- [Passage provided]:
Legal & General

Investing in Second Halfers.

I used to think L&G were simply another faceless life insurance, savings and investment company. I was wrong. They are a genuinely customer-centric business whose focus is looking after the needs, wants and aspirations of ‘Second Halfers’. They even put their own capital to work to enhance the quality and duration of human life.

Their purpose is: “To improve the lives of our customers, build a better society for the long term and create value for our shareholders. We use our long-term assets in an economically and socially useful way to benefit everyone in our communities.” And they mean it.

The fact that our societies are ageing fast underpins everything L&G does. Of course they do the sorts of things you would expect from a large life insurance and pensions firm – manging pensions on behalf of companies and offering a variety of products and services aimed at enhancing the ability of Second Halfers to save and manage their money. They possess a full range of active, ethical, multi-asset and index-related funds (at costs that range from 0.10% to 1.5% depending upon the remit of the fund), pension, retirement plans, insurance, equity release and lifetime mortgage products that you would expect from an international insurer and investment firm with more than $1.5 Trillion under management and more than 10 million customers.

But two things impressed me most about them. First that they have a Group Customer Champion as part of their top team, and secondly, they invest their own money in communities and specifically in meeting the needs of Second Halfers.

- [Required work]:
- 1) Answer these questions from the passage on Legal & General:
(a) What range of costs do its funds carry?
(b) How much money does it have under management, and how many customers does it have?
(c) What role sits within its top team?
- 2) Carry on the passage about Legal & General from its final sentence.

- [Records]:

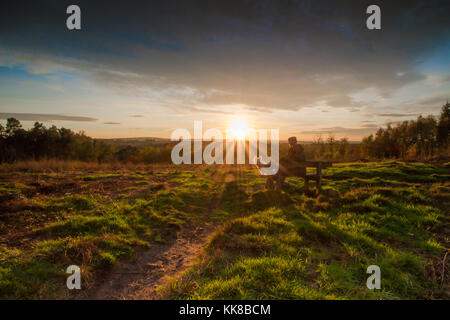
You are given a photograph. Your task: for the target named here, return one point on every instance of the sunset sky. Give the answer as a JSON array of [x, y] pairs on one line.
[[145, 68]]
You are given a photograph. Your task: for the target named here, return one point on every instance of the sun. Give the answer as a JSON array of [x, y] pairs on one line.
[[238, 129]]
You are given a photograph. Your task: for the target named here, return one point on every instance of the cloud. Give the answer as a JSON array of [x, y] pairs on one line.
[[44, 117]]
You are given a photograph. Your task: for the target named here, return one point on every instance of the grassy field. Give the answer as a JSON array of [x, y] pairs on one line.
[[270, 246]]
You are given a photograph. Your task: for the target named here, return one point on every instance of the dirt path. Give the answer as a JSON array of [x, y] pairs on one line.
[[140, 278]]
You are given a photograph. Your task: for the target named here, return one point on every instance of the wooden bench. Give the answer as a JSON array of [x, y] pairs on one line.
[[274, 181]]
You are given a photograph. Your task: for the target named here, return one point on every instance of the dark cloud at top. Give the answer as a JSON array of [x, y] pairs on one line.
[[264, 54]]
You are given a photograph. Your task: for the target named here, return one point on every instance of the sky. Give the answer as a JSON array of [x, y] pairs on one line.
[[146, 68]]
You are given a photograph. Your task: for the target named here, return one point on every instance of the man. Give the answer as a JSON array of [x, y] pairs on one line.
[[291, 165]]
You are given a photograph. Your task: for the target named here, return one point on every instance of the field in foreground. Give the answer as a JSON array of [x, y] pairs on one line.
[[268, 246]]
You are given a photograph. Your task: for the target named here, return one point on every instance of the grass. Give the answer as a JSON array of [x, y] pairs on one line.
[[390, 214], [271, 246]]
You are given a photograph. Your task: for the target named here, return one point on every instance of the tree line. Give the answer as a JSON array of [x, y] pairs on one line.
[[40, 142]]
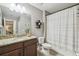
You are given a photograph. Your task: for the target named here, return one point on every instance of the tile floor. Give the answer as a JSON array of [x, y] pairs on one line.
[[51, 52]]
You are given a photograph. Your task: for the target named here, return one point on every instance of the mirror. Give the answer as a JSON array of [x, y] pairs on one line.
[[14, 23]]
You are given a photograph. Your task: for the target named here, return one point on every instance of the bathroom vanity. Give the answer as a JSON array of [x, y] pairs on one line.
[[22, 46]]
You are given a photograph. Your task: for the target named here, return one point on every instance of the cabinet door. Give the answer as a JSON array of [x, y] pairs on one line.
[[18, 52], [30, 50]]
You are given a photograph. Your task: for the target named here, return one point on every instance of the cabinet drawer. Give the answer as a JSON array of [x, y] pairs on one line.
[[30, 42], [8, 48]]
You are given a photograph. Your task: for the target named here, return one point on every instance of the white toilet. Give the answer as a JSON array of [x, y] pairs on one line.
[[45, 46]]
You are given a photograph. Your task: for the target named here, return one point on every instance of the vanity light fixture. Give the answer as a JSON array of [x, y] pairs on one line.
[[17, 8]]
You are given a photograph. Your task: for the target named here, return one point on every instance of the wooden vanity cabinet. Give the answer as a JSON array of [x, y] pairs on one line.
[[30, 49], [25, 48]]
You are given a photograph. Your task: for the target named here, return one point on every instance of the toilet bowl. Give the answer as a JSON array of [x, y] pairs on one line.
[[45, 47]]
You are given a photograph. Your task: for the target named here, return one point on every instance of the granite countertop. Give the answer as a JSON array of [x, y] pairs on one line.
[[4, 42]]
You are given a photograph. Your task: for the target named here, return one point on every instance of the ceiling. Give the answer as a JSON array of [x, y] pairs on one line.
[[52, 7]]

- [Answers by item number]:
- 1)
(a) From 0.10% to 1.5%, depending upon the remit of the fund.
(b) More than $1.5 Trillion under management and more than 10 million customers.
(c) A Group Customer Champion.

- 2)
When I interviewed Chris Knight for You: Part Two, he was L&G’s CEO of Retail Retirement. He has since been promoted to Group Chief Risk Officer. He told me that the purpose of his division was not just to sell products to Second Halfers but to “help people to have good, ‘colourful’ retirements.”

I asked him about his other role as Group Customer Champion and wondered aloud if it was merely virtue-signalling. “Definitely not,” he replied. “It is a genuine role that is time-consuming and critically important. The remit of the Group Customer Champion is to literally be the voice of the customer in every Exec meeting – to make sure that every decision we make has the customer at its core.” To the uninitiated, this may sound obvious. It isn’t. Too many leadership teams fail to spend enough time considering the impact that their decisions are likely to have on the customer. Chris’ job was to make sure this did not happen at L&G.

In 2012, the senior team made a significant decision – to invest their capital in the real economy of the communities in which they operate, not only trade shares on the stock exchange. “If we aren’t going to invest in making this nation a better place, who is?” So, they built a team to invest their own capital in the real economy, outside of London, to create real jobs. The team has invested more than £26bn in jobs-creating businesses to date. Their target is £100bn.

As L&G Investment Director, Jess McCreadie, explained to me, they also invest in businesses aimed squarely at improving the lives of older people – eg Current Health, a remote healthcare business that enables doctors to monitor, manage and engage patients at home; and a genomic medicine business called Congenica. They are the investment partner in Guild Living, retirement villages situated in vibrant town and city centres, and they established the Inspired Villages retirement village group in 2017. L&G recently donated £5 million to Newcastle City Council to enhance elderly care in that city. It is a savvy and genuine provider, focused on Second Halfers and led by people who care.